EXERCISE OBJECTIVE:
Write out the material exactly, without any of its pictures.

# # #

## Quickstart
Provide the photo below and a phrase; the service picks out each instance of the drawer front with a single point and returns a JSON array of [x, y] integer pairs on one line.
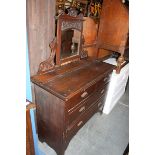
[[104, 81], [80, 109], [80, 97], [74, 127]]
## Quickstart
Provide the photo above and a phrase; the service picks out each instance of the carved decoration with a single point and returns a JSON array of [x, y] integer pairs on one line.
[[49, 63]]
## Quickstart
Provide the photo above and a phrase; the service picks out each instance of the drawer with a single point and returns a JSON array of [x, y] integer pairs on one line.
[[104, 81], [80, 97], [82, 108], [74, 127]]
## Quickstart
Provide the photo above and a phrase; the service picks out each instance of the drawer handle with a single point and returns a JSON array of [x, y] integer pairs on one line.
[[99, 104], [82, 108], [105, 79], [79, 123], [102, 91], [84, 94]]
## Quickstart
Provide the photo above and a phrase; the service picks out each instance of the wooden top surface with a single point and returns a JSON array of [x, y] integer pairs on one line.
[[68, 80]]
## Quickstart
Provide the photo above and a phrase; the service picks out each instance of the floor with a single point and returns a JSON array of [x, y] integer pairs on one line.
[[102, 134]]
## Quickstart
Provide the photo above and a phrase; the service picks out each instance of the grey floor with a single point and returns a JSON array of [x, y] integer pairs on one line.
[[102, 134]]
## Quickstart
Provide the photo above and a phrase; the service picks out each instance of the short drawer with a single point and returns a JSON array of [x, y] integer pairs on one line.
[[80, 97], [74, 127], [82, 108]]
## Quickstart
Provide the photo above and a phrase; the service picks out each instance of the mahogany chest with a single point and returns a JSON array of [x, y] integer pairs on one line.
[[67, 97]]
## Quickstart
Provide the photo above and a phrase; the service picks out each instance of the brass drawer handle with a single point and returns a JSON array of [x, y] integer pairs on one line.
[[79, 123], [99, 104], [105, 79], [102, 91], [84, 94], [82, 108]]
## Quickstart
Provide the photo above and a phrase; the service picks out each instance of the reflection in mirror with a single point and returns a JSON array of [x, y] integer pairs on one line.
[[70, 41]]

# # #

RIGHT ANSWER:
## Quickstart
Provide the photo below and a phrase; the service picks out each instance of the drawer front with a single point and returns a JSON array of [x, y] integer pairs on one line.
[[104, 81], [80, 109], [80, 97], [74, 127]]
## Quickstart
Provide the photo above and a phrase; the service picks out each instance of the carved decoration with a single point and returns a JSON array of [x, y] integer pairs on one line.
[[49, 63]]
## Quickstart
Provide the photo above and a phrase; the service picks out each instance of the drawer with a single point and returns a JSON array of [x, y] integer pairs on one line.
[[104, 81], [80, 97], [82, 108], [74, 127]]
## Quickstart
Provide the photo above and a phrase; the service picks out each instance of the drawer handle with a single point and returns a JSON array of [x, y] integer pairs on one line.
[[99, 104], [82, 108], [105, 79], [79, 123], [102, 91], [84, 94]]
## Quickstart
Provide the photo above and a phrase; the service picks out each instance of the wooden top surface with a single point and returns a JSON array of [x, y] integer pairs on one line.
[[68, 80]]
## Quickstart
Provide the photo above and a phrase; the service picks out each instance of the floor with a single point and returns a JSON array of [x, y] integer pairs on one line.
[[102, 134]]
## Quickstart
Provide the photo above and a phrase; the service picks out each instance of the grey floor with a single point and returns a JSON array of [x, y] integer pairs on one line.
[[102, 134]]
## Quickstart
Provide the photo above and a phrase; the service picks out each instance of the short drawer with a single point and returns a JSON array of [x, y] integer pairs on one line.
[[80, 97], [74, 127], [82, 108]]
## Quickstart
Provide the photo above and a phrase; the service picks out each instance of the mahogany chest with a single point and returns a JSON array of [x, y] integer pairs on one line.
[[67, 97]]
## Quickstart
Provide the photo above and a phrase; the service picks out each instance of the brass drawer handle with a single point and returns a JSON array of [x, y] integer pairs on one line.
[[79, 123], [99, 104], [105, 79], [102, 91], [84, 94], [82, 108]]
## Quickstart
Provide the photo above and a phrase; the service picks out each instance of the reflection in mirror with a single point and returns a JSON array of [x, y] integer pairs on one line.
[[70, 41]]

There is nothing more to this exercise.